EXTRAIT DU TEXTE:
Le 12 septembre
2015, l'évêque de Lipa, Mgr Ramón Cabrera Argüelles, reconnaissait
officiellement les apparitions de la Vierge Marie à Lipa, sur l'île
de Luzon aux Philippines, apparitions remontant à 1948. Ce sont,
après 67 ans d'enquête, les 17ème
apparitions mariales reconnues par l'Église catholique. Mais,
étonnamment, le 14 mai 2016, un décret émanant de la Congrégation
pour la doctrine de la foi et rendu public le 31 mai 2016, aux
Philippines, déclara que les apparitions présumées de la Vierge au
carmel de Lipa, il y a près de 70 ans, n'étaient pas authentiques,
contrairement à ce qu’avait annoncé l’évêque du lieu en septembre
2015. Le débat sur le titre attribué à la Vierge Marie
"Médiatrice de toutes grâces" en serait la cause. Ces événements
sont tellement surprenants que je vais rapidement vous raconter tout
ce qui s'est passé à Lipa.

Nous sommes le 12
septembre 1948. En fin de journée, une jeune postulante du Carmel de
Lipa, Teresita Castillo, fait une petite promenade dans le jardin du
couvent. Soudain, l'un des buissons s'agite, et une voix s'adresse à
Teresita: "N’aie pas peur, ma fille. Embrasse le sol et mange un
peu d'herbe. Ce que je vais te dire, tu devras le faire pendant
quinze jours consécutifs. Tu viendras me rendre visite ici." La
Dame demanda alors à Teresita d'être fidèle et de revenir en ce même
lieu pendant 15 jours. Teresita demanda à la Dame son identité et
cette dernière répondit: "Je suis ta Mère, ma petite." Les
pieds de cette "belle Dame" étaient nus et posés sur un petit nuage
à environ 50 cm du sol.

Entrées de pointage d'objets nommés
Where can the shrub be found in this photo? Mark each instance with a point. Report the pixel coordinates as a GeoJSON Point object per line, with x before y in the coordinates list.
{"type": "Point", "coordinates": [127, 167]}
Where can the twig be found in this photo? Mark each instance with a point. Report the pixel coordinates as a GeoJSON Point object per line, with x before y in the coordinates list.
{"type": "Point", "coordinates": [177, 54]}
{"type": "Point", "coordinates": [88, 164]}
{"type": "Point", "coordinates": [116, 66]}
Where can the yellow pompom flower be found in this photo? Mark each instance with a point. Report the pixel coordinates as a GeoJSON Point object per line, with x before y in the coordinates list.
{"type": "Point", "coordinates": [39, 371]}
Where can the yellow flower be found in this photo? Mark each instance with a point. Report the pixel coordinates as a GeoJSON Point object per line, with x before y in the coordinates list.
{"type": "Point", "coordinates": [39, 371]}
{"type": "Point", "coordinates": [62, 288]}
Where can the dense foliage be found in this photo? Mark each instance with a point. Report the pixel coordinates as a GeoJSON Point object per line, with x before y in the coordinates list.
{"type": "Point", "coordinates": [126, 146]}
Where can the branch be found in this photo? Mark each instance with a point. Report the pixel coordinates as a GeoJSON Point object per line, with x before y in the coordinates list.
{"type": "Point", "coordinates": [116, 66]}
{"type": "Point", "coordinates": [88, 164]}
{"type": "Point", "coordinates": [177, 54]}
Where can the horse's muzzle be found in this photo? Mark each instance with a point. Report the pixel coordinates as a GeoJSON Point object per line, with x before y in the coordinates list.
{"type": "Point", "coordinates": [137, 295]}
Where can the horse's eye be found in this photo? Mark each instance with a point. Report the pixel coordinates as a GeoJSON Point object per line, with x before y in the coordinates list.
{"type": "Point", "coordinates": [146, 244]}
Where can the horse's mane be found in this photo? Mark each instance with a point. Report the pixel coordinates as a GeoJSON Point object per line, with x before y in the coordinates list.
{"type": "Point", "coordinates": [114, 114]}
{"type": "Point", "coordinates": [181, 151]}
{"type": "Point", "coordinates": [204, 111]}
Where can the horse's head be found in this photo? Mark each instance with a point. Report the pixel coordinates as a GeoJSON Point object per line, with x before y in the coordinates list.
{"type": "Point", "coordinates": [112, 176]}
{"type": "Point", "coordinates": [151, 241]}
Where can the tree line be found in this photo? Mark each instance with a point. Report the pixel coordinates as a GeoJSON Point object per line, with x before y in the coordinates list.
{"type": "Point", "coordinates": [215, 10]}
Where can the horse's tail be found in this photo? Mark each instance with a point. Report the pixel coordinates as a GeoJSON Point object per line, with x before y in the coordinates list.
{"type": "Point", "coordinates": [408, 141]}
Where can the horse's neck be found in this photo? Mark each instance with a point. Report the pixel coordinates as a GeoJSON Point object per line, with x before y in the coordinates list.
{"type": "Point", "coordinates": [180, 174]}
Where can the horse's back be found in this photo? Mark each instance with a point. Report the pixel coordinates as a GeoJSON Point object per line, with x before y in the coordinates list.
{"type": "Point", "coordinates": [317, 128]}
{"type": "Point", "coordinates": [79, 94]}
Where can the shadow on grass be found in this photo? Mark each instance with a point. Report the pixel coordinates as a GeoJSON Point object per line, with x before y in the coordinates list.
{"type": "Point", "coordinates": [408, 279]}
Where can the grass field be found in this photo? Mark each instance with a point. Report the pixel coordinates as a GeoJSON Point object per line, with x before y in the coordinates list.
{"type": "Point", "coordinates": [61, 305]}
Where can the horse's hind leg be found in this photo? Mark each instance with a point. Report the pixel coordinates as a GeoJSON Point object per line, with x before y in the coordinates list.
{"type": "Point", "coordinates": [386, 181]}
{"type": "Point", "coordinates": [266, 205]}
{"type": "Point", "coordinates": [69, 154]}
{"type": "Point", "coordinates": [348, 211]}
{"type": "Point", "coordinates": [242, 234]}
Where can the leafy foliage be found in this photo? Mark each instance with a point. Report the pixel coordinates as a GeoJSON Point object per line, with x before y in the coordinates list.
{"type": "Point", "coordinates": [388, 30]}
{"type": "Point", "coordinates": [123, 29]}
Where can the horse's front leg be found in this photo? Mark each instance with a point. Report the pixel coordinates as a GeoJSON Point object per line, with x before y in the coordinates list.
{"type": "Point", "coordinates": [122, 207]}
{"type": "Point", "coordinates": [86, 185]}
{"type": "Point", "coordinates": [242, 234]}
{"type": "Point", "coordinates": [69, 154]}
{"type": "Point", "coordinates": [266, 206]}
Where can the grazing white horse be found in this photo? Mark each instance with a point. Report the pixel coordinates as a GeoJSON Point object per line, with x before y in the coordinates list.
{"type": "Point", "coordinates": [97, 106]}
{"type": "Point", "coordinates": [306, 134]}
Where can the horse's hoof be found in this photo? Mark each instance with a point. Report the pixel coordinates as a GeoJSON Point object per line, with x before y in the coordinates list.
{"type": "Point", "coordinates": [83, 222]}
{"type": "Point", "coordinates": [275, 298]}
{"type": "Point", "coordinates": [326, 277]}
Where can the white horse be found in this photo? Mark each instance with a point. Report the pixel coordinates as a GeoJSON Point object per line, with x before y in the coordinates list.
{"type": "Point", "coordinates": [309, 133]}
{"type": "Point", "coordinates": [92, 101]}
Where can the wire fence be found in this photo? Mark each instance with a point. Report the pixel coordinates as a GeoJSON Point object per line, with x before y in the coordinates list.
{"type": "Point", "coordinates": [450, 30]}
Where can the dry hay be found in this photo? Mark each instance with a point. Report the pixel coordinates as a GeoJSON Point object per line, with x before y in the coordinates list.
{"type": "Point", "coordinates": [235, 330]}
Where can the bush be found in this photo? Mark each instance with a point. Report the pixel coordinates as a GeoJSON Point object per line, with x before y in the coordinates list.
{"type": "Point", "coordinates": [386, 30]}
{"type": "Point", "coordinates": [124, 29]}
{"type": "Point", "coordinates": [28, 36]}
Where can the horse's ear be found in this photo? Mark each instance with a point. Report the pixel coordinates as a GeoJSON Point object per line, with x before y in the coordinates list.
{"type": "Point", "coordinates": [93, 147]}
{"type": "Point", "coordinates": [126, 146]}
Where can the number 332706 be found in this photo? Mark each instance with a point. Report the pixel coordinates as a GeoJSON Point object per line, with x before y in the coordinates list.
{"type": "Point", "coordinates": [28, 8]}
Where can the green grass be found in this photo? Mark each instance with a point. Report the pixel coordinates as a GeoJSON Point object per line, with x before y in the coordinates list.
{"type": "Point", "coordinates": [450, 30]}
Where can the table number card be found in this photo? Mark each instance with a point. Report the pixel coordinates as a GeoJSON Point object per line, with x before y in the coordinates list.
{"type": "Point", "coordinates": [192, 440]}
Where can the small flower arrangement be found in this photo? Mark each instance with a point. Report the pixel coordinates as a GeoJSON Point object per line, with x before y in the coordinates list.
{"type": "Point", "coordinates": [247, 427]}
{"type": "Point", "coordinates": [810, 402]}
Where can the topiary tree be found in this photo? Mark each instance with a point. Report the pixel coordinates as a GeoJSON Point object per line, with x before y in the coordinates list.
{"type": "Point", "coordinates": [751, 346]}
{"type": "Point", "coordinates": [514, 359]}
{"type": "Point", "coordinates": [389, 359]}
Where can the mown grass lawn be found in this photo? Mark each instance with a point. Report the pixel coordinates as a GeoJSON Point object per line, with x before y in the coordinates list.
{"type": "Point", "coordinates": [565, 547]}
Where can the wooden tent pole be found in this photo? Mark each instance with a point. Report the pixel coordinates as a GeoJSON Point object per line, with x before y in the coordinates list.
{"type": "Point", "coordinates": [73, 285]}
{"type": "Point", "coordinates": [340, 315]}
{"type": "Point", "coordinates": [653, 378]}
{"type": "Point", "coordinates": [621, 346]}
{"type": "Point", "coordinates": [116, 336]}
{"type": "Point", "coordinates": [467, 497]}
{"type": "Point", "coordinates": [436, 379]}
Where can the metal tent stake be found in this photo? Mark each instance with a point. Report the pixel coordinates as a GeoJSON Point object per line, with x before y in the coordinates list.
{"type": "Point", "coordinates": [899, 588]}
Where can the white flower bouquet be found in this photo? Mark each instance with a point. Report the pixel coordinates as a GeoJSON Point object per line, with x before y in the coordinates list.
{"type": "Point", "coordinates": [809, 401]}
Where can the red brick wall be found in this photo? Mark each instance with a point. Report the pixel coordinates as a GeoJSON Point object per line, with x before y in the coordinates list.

CONSIGNE 1:
D'après le texte sur les apparitions de Lipa, répondez brièvement :
(a) À quelle date l'évêque de Lipa a-t-il reconnu officiellement les apparitions ?
(b) À quelle date le décret de la Congrégation pour la doctrine de la foi a-t-il été rendu public ?
(c) À quelle hauteur du sol se trouvaient les pieds de la Dame ?
CONSIGNE 2:
Prolongez le texte sur les apparitions de Lipa à la suite de sa dernière phrase.
Les items ne sont d'aucune utilité pour ce travail.

RÉPONSE RÉDIGÉE 1:
(a) Le 12 septembre 2015.
(b) Le 31 mai 2016.
(c) À environ 50 cm du sol.

RÉPONSE RÉDIGÉE 2:
Le lendemain, à la même
heure, Sœur Teresita se rendit au même endroit; elle s'agenouilla et
se mit à prier. Soudain le buisson s'agita comme la veille, et
"une belle dame, souriante, les mains jointes, portant un chapelet
doré dans la main droite, ayant une robe blanche et une ceinture
étroite, était là, en face de Teresita." Le 14 septembre 1948,
Teresita revit l'apparition au même endroit, et les bras ouverts. La
Dame lui redemanda d'embrasser la terre et de manger un peu d'herbe.
La Dame demanda également que le lieu où elle se trouvait soit béni
dès le lendemain.
Durant cette apparition
du 14 septembre 1948, la Vierge Marie transmit aussi un message
destiné aux religieuses de la communauté de Sœur Teresita: "Mes
filles, je vous demande de croire en moi, et de garder ce message
comme un secret entre vous. Aimez-vous les unes les autres comme de
vraies sœurs. Venez souvent me rendre visite. Faites de ce lieu un
endroit sacré et respecté. Cueillez les pétales. Je vous bénis
toutes." Après cette apparition, en effet, toutes les personnes
présentes sur les lieux rapportèrent avoir constaté une "pluie de
pétales de roses."
Que fit Teresita? On
l'ignore, mais le lendemain, l’évêque auxiliaire de Lipa, Mgr
Alfredo Obviar et l'aumônier du Carmel, bénirent les lieux.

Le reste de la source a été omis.